_How to complete this task_
Update the items so that every occurrence of "rough mask" becomes "coarse mask", and reproduce all their lines with nothing else changed.

(Saved entries)
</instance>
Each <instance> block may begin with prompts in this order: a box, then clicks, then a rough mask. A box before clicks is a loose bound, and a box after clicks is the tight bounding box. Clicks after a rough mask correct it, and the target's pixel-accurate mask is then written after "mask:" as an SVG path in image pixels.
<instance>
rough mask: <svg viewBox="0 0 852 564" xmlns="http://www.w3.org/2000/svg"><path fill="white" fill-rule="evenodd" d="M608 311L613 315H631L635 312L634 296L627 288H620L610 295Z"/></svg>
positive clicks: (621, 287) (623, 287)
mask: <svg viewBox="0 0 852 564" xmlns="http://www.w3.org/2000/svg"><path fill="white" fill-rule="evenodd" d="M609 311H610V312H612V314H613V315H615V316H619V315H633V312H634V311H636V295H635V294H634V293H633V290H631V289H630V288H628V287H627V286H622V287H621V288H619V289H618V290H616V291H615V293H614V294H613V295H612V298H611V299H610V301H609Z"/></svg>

_Answer to the exercise_
</instance>
Each <instance> block may begin with prompts in this order: a box, then clicks, then a coarse mask. A box before clicks is a loose bound, and a box after clicks is the tight bounding box. Clicks after a coarse mask correct it, and the target's pixel-accurate mask is then written after "mask:" as an SVG path in image pixels.
<instance>
coarse mask: <svg viewBox="0 0 852 564" xmlns="http://www.w3.org/2000/svg"><path fill="white" fill-rule="evenodd" d="M608 311L613 315H631L635 312L634 296L627 288H620L610 295Z"/></svg>
positive clicks: (621, 287) (623, 287)
mask: <svg viewBox="0 0 852 564" xmlns="http://www.w3.org/2000/svg"><path fill="white" fill-rule="evenodd" d="M609 311H610V312H612V314H613V315H615V316H619V315H633V312H634V311H636V295H635V294H634V293H633V290H631V289H630V288H628V287H627V286H622V287H621V288H619V289H618V290H616V291H615V293H614V294H613V295H612V298H611V299H610V301H609Z"/></svg>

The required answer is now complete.